*Exercise requirements*:
Gather all lines in the data that hold the string "below".

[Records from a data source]

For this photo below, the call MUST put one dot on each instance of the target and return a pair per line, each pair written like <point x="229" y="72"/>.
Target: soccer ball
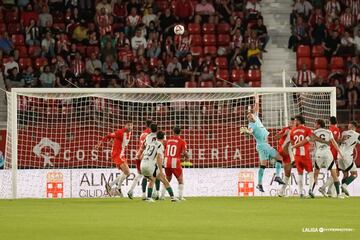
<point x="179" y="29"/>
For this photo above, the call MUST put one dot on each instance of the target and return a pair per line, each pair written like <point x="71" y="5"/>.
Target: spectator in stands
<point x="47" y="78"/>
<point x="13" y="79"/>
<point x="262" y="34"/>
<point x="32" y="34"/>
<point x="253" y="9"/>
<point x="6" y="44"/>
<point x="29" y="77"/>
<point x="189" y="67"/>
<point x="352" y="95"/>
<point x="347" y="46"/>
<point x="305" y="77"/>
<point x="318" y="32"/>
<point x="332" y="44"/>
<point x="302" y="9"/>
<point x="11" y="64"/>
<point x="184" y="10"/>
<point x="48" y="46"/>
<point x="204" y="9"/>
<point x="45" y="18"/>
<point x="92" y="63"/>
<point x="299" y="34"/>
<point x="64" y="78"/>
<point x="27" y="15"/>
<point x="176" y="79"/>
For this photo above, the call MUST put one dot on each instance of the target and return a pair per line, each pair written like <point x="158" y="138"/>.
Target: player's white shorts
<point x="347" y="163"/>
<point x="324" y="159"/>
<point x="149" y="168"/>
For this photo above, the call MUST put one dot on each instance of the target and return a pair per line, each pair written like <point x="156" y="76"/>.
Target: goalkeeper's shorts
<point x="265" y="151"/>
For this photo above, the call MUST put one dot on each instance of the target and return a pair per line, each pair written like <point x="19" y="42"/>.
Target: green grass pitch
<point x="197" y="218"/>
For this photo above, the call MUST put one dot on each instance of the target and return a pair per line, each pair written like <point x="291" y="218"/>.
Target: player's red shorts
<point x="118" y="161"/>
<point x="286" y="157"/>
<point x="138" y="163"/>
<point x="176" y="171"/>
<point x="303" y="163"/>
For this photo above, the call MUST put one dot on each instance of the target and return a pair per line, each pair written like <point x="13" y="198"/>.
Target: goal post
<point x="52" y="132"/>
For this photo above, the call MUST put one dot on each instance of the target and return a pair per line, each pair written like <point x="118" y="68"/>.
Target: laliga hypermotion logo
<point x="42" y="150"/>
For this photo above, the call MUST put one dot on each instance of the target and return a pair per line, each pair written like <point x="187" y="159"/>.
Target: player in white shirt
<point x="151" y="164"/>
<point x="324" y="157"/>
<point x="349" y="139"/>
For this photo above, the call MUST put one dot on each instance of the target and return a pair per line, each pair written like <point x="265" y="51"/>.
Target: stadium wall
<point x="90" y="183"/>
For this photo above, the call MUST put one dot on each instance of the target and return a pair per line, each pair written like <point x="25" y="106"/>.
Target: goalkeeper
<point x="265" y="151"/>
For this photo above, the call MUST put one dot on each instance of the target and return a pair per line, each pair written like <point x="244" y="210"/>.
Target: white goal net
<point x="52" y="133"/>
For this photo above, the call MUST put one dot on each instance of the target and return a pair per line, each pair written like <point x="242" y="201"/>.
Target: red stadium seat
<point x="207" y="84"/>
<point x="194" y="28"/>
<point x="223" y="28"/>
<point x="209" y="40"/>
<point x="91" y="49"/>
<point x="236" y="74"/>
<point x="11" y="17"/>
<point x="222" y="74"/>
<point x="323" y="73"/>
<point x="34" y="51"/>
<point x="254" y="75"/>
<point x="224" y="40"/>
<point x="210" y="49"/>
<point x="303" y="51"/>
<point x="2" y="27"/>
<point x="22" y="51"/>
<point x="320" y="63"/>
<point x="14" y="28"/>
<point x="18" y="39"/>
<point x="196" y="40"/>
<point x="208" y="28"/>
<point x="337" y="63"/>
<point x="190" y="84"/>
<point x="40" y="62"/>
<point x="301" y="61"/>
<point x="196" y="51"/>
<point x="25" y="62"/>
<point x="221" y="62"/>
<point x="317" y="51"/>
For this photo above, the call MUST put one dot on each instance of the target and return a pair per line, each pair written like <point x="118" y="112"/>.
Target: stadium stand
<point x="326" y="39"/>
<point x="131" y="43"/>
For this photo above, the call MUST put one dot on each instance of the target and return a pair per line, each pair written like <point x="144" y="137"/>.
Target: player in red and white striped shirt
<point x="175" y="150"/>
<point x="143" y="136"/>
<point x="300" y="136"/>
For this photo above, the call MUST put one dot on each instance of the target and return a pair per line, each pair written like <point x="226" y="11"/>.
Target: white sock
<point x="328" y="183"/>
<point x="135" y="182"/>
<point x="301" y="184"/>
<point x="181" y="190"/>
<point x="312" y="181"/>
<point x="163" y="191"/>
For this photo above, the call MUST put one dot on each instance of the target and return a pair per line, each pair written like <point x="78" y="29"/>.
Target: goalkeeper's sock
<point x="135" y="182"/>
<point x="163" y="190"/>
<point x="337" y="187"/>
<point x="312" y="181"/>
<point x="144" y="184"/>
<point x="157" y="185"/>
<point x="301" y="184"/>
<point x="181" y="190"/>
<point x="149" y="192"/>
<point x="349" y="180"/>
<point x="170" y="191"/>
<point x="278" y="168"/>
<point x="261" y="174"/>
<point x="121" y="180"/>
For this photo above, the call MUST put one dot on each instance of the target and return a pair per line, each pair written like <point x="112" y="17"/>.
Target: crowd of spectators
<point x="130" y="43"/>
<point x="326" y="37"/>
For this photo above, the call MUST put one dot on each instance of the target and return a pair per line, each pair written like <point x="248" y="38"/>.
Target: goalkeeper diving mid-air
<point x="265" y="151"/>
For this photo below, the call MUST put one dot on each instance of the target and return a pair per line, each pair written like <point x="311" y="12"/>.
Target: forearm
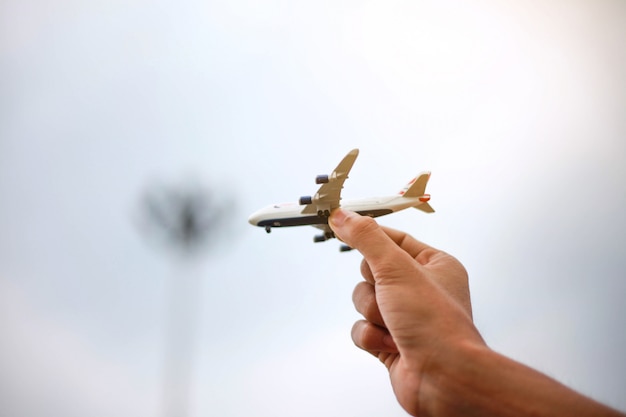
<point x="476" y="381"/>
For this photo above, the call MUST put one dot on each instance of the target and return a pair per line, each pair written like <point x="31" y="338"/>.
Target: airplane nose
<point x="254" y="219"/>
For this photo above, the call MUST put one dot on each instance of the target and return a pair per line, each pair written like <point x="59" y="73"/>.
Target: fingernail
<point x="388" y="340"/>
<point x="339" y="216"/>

---

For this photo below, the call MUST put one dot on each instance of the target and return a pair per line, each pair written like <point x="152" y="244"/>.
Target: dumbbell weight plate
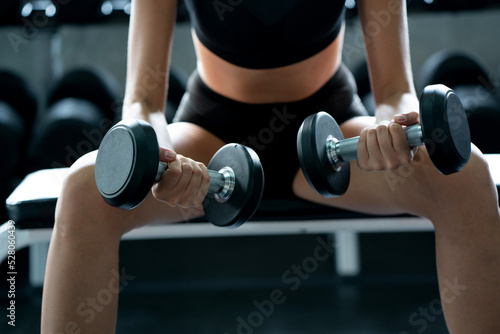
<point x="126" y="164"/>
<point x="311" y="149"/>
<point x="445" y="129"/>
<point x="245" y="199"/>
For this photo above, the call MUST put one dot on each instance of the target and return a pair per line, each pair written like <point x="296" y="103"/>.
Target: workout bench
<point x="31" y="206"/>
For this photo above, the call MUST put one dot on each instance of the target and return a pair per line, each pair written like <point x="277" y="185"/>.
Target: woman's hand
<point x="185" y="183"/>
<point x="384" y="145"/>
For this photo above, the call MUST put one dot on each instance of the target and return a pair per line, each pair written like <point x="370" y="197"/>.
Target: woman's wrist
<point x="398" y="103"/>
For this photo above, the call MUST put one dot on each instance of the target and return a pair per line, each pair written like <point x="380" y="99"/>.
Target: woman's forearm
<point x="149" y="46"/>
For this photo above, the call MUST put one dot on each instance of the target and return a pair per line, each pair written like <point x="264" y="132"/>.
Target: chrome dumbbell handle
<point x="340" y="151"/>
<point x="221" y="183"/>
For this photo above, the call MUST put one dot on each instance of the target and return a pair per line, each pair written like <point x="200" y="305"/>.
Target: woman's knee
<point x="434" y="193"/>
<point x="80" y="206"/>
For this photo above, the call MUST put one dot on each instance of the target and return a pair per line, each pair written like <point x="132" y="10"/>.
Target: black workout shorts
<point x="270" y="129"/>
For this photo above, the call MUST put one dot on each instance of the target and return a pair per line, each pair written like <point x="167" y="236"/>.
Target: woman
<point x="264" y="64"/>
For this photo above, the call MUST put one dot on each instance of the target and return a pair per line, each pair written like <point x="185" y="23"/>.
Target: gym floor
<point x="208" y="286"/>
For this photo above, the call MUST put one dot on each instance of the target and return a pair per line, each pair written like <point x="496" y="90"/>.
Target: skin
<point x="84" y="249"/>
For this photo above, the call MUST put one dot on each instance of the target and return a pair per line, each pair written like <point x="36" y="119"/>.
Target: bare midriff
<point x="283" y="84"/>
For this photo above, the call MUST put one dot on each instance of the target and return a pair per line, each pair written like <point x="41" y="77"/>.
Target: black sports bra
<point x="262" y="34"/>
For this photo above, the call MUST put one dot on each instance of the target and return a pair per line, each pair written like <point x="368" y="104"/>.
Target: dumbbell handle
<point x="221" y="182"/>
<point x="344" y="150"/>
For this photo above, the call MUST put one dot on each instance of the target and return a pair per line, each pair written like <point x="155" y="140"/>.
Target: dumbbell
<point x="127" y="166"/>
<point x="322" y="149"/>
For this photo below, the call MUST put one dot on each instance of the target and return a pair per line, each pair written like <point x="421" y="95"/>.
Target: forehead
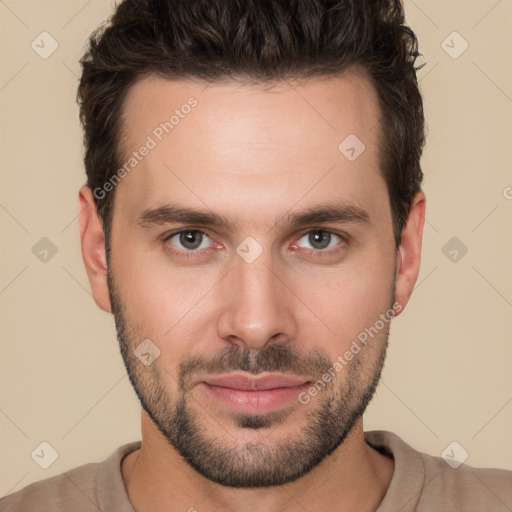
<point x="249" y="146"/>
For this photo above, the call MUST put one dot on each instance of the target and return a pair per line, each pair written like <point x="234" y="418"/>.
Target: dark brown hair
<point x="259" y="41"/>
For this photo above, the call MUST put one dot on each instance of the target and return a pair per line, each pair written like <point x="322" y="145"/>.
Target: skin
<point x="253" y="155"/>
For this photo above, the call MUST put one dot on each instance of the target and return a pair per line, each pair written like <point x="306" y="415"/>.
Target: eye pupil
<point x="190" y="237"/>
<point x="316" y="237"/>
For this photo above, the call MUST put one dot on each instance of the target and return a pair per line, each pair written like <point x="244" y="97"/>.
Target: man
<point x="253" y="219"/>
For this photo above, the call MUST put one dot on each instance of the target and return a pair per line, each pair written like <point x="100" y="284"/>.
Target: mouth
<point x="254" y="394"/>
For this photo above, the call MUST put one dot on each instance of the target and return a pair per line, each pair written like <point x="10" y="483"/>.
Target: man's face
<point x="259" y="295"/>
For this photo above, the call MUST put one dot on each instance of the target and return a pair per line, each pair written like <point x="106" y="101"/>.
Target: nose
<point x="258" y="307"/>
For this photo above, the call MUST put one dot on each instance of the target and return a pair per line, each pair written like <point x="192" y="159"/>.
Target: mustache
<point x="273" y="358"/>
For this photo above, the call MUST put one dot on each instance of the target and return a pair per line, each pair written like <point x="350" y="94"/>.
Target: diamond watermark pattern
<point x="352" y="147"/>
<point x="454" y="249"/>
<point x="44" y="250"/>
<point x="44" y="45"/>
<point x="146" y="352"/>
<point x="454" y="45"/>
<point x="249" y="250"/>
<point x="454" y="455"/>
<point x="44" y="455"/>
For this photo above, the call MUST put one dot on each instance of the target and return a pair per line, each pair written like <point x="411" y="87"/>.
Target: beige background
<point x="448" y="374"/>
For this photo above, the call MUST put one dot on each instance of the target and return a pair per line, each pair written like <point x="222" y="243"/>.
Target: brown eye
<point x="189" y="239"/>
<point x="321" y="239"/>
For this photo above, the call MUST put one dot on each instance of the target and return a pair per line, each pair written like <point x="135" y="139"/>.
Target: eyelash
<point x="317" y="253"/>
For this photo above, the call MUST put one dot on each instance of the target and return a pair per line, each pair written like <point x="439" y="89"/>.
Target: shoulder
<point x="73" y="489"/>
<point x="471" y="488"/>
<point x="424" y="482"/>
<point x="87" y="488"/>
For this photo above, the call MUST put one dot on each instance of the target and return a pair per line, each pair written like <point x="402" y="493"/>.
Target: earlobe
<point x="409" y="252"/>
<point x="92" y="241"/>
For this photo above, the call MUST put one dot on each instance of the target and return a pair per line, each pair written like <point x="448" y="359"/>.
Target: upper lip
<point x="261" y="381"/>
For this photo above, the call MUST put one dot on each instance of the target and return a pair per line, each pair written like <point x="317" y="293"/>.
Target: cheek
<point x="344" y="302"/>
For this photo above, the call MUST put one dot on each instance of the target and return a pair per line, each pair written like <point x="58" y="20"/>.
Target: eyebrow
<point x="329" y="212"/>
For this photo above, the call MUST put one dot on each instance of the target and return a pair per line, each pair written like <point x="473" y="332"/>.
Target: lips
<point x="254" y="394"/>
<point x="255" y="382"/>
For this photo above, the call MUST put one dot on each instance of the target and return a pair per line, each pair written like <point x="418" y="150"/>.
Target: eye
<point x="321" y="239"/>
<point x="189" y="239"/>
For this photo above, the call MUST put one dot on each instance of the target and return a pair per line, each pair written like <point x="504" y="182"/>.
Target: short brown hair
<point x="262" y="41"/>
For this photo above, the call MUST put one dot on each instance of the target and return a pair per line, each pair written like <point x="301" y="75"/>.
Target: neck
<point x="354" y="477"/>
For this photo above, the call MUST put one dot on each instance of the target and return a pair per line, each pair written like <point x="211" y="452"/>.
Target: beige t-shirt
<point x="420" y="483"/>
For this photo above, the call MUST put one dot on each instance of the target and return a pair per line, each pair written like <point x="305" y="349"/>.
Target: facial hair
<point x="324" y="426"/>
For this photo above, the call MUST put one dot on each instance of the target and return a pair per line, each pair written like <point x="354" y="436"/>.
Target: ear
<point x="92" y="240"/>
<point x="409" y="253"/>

*Answer space*:
For this photo below, the call MUST put one dot on each instance of the target and return a pair per line, each pair written like <point x="229" y="72"/>.
For this photo below, the call MUST put one dot on each instance of the target and return a pair per line, each pair written like <point x="311" y="12"/>.
For this photo below, the call MUST put one dot on each instance of the target and return a pair per line, each pair written like <point x="152" y="244"/>.
For this photo below, the call MUST put one dot on each instance of the target and return a pair per line, each pair written like <point x="421" y="95"/>.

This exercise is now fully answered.